◆ **AIM OF THE EXERCISE**
Pull out each line of the material below that contains the word "fence", and list those lines unchanged.

Coordinate annotation records
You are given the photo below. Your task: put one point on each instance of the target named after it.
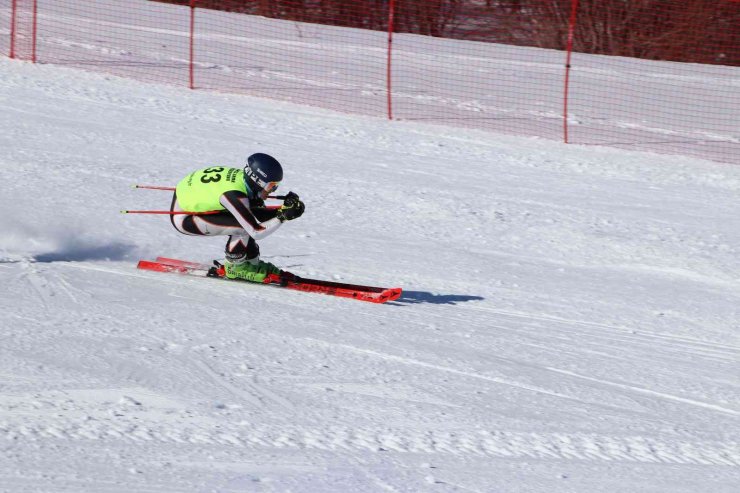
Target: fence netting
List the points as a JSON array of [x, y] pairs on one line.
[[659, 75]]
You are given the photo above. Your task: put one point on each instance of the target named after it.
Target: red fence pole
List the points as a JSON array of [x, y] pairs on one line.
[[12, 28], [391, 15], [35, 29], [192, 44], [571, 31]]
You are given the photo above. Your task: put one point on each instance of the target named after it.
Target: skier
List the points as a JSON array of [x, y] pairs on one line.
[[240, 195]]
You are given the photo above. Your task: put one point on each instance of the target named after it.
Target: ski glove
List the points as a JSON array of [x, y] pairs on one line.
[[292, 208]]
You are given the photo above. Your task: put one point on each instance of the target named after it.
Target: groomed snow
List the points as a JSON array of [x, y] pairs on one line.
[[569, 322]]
---
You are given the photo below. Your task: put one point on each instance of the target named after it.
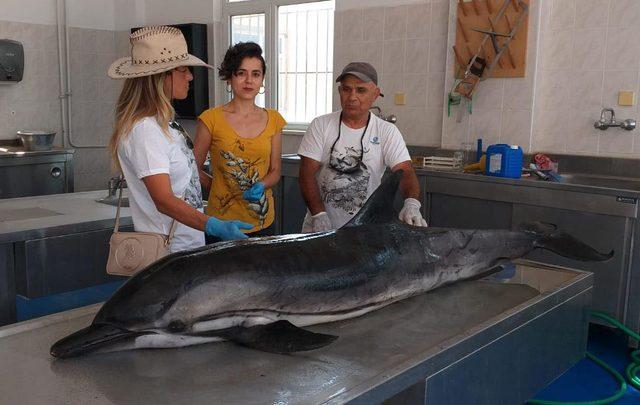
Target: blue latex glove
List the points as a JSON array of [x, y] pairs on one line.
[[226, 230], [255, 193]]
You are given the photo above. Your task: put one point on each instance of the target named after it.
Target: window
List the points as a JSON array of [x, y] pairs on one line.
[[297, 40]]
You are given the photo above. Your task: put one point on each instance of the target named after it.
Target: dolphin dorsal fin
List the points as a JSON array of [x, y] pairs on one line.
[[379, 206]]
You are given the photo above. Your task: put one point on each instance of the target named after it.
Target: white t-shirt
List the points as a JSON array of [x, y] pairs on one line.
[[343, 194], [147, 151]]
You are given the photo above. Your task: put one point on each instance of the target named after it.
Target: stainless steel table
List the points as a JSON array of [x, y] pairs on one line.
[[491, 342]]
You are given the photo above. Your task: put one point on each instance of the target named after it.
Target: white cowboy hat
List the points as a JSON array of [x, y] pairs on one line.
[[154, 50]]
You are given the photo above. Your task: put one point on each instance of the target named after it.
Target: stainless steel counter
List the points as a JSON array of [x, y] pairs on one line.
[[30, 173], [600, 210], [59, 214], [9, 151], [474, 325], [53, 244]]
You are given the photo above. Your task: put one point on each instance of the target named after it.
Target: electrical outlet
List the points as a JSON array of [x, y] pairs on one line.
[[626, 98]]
...
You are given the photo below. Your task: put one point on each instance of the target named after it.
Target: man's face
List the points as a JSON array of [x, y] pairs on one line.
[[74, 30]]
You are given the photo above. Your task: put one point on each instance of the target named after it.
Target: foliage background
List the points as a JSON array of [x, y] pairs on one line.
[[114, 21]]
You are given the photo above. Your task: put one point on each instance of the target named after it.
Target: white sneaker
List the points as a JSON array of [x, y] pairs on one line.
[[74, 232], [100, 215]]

◆ **SOLUTION FOR THIS TASK**
Target: fence netting
Target: red fence pole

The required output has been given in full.